:: GIVEN PASSAGE ::
Container Internals
From Syscalls to Docker

An interactive deep dive into the Linux primitives that power every container runtime. No magic — just namespaces, cgroups, and union filesystems.

Docker / containerd / runc
Overlay Filesystem
Control Groups (cgroups)
Linux Namespaces
Linux Kernel (5.x+)
Hardware (CPU · Memory · Disk · Network)
01

Linux Namespaces

Namespaces partition kernel resources so that one set of processes sees one set of resources, while another set sees a different set. They're the isolation primitive — the reason a container can't see your host's processes, network, or filesystem.

The kernel currently supports 8 namespace types. Each is created via clone(2), unshare(2), or setns(2). Every process belongs to exactly one namespace of each type.

Key insight: Namespaces don't provide security — they provide visibility isolation. A process inside a PID namespace literally cannot address PIDs outside it, but a root process could escape via other means. Namespaces + capabilities + seccomp = real containment.

:: DATASET RECORDS ::
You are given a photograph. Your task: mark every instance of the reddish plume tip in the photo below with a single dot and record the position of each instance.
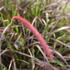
(39, 37)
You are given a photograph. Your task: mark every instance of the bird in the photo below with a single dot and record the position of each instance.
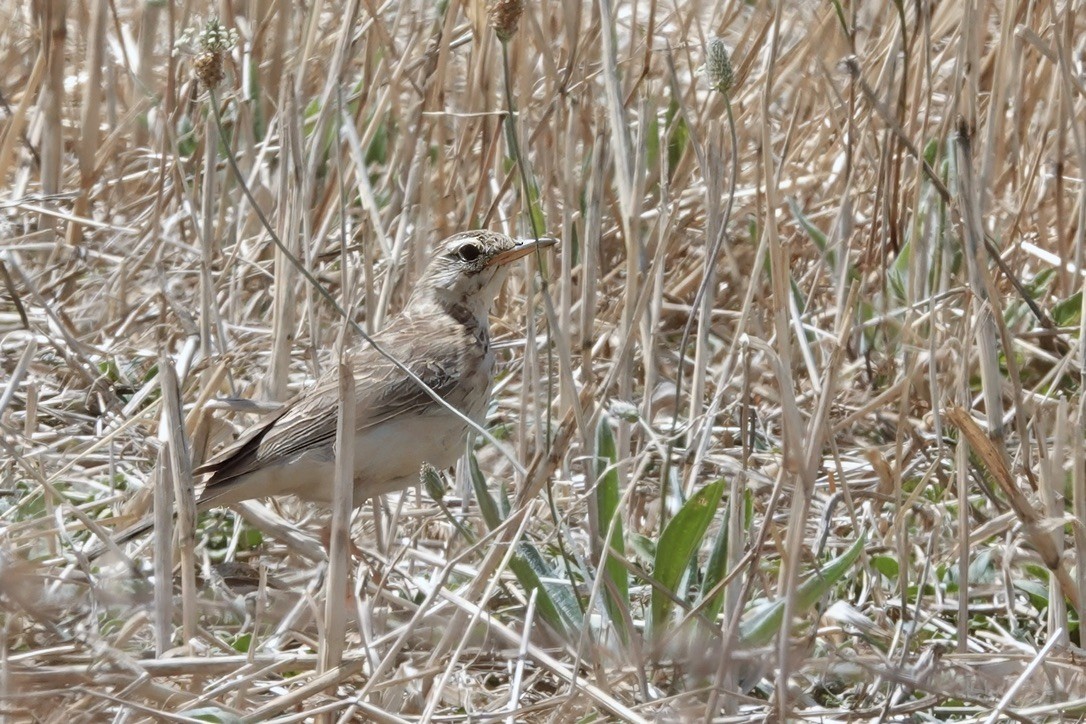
(442, 335)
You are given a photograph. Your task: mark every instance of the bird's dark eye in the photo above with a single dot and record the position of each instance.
(468, 252)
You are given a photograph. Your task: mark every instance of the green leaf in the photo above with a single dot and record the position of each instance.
(617, 594)
(717, 568)
(527, 563)
(487, 504)
(1066, 313)
(678, 136)
(679, 543)
(764, 623)
(886, 566)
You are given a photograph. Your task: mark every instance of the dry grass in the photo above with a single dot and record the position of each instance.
(896, 229)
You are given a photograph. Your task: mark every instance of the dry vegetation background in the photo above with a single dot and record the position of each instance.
(885, 212)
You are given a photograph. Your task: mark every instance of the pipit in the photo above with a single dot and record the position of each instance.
(442, 335)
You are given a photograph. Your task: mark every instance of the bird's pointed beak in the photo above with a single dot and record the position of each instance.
(523, 248)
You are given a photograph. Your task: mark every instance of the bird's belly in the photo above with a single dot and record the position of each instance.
(398, 448)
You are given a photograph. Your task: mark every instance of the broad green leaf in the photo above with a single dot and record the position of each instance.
(527, 563)
(617, 595)
(717, 568)
(761, 625)
(679, 543)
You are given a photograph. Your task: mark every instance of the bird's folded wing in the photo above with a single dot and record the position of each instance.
(308, 420)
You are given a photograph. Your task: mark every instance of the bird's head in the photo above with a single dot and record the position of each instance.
(468, 268)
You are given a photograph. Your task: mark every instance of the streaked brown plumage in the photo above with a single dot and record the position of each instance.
(442, 335)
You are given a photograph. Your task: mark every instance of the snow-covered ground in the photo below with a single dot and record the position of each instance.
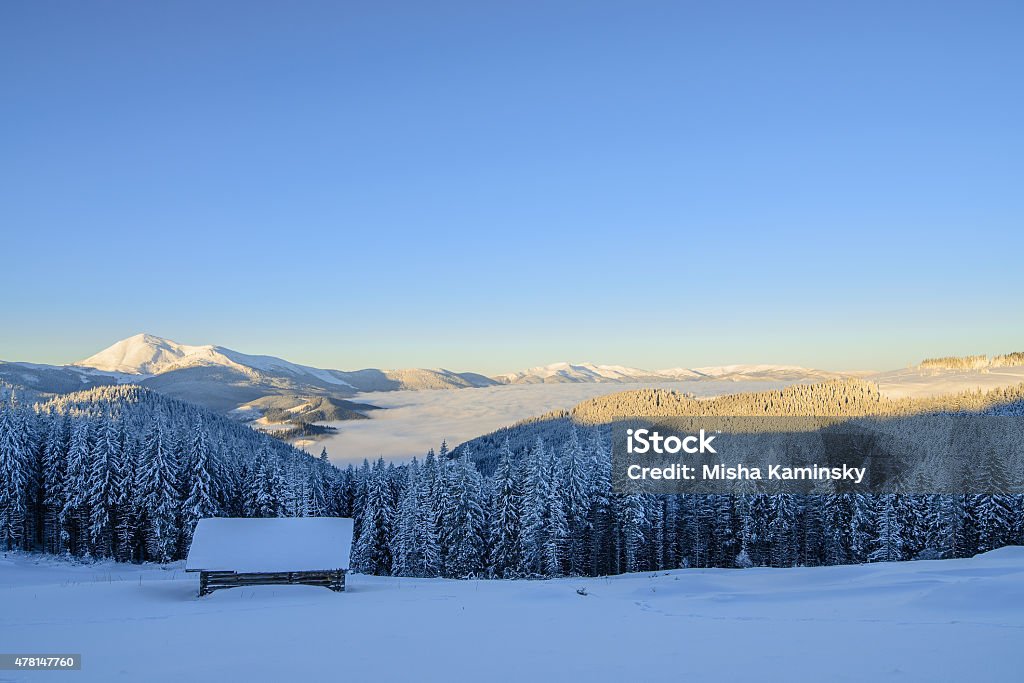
(919, 383)
(936, 621)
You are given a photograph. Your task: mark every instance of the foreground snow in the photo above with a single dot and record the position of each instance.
(938, 621)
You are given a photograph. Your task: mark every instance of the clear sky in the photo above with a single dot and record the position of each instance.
(484, 185)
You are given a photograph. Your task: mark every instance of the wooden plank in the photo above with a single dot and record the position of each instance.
(211, 581)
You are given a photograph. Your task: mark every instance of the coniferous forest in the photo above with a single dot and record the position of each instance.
(124, 472)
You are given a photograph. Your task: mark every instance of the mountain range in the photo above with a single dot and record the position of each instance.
(249, 386)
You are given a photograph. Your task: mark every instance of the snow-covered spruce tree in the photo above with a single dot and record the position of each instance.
(888, 543)
(635, 528)
(506, 526)
(536, 512)
(462, 519)
(101, 482)
(373, 548)
(13, 475)
(74, 515)
(159, 492)
(601, 520)
(318, 486)
(200, 502)
(416, 552)
(992, 505)
(782, 530)
(54, 464)
(576, 488)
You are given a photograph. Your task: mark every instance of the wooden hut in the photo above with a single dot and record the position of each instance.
(309, 551)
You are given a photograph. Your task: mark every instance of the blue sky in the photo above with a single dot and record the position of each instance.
(493, 185)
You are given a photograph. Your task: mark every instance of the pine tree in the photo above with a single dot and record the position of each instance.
(159, 493)
(888, 544)
(576, 487)
(54, 464)
(536, 510)
(373, 548)
(782, 530)
(74, 515)
(506, 531)
(200, 502)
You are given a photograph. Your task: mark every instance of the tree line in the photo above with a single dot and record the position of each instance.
(124, 472)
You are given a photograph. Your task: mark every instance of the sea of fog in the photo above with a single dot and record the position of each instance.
(412, 422)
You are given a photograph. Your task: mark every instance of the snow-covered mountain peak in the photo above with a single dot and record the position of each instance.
(148, 354)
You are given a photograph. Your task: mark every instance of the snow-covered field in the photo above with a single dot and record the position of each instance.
(416, 421)
(919, 383)
(935, 621)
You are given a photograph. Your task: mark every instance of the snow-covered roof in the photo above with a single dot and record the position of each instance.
(290, 544)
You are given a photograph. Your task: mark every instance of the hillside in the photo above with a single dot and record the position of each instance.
(125, 472)
(836, 397)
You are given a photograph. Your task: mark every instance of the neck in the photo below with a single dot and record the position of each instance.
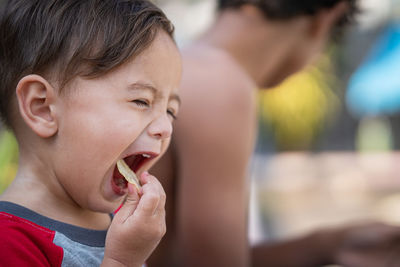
(260, 46)
(36, 190)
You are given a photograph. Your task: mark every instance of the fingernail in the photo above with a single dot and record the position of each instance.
(130, 188)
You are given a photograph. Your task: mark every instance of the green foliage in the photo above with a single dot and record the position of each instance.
(8, 159)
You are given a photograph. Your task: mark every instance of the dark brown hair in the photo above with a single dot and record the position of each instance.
(71, 38)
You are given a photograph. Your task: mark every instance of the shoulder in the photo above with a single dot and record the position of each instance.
(218, 100)
(209, 70)
(24, 243)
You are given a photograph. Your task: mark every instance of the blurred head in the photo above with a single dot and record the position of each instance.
(60, 40)
(286, 9)
(301, 29)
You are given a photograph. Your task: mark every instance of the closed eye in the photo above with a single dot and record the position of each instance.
(172, 114)
(141, 103)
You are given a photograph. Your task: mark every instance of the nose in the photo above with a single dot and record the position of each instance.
(161, 127)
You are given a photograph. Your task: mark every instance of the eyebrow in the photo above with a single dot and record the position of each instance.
(140, 85)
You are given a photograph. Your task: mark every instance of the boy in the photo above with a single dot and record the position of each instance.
(251, 44)
(85, 84)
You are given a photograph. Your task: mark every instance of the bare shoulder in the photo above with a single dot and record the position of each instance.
(215, 90)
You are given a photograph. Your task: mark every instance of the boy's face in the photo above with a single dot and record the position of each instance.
(126, 114)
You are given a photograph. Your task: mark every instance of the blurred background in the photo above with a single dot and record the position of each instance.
(329, 136)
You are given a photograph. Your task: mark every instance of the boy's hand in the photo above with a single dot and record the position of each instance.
(138, 226)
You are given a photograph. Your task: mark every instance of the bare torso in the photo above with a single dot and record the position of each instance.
(212, 143)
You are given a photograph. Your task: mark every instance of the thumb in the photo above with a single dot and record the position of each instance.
(129, 205)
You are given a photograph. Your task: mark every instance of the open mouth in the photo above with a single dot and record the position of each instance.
(135, 162)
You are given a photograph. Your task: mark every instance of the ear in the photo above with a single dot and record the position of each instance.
(36, 101)
(325, 20)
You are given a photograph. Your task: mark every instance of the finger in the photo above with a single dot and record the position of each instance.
(130, 204)
(151, 196)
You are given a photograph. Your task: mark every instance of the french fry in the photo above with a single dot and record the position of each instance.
(128, 174)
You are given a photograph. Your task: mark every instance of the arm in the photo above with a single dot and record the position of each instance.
(214, 140)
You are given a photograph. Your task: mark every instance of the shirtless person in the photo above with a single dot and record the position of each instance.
(252, 44)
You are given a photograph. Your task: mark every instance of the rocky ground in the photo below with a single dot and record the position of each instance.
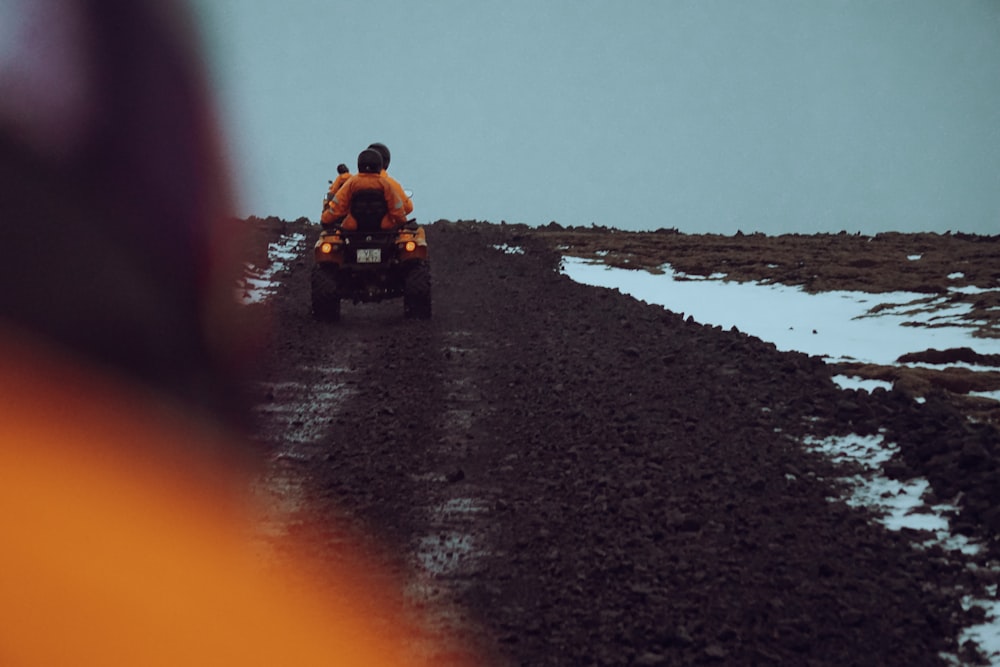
(570, 477)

:: STATED PROBLEM A ::
Quote the container internals text, beginning at the words "An interactive deep" and stopping after "Linux Kernel (5.x+)".
:: STATED PROBLEM B ::
Using the container internals text, say whether each statement agrees with it, answering yes or no and quoting the words that decide it: (i) The kernel currently supports eight namespace types. (ii) Namespaces by themselves provide security. (iii) A process can belong to two namespaces of the same type.
You won't need the data.

:: WRITTEN RESPONSE A ::
An interactive deep dive into the Linux primitives that power every container runtime. No magic — just namespaces, cgroups, and union filesystems.

Docker / containerd / runc
Overlay Filesystem
Control Groups (cgroups)
Linux Namespaces
Linux Kernel (5.x+)

:: WRITTEN RESPONSE B ::
(i) Yes: "The kernel currently supports 8 namespace types."
(ii) No: "Namespaces don't provide security — they provide visibility isolation."
(iii) No: "Every process belongs to exactly one namespace of each type."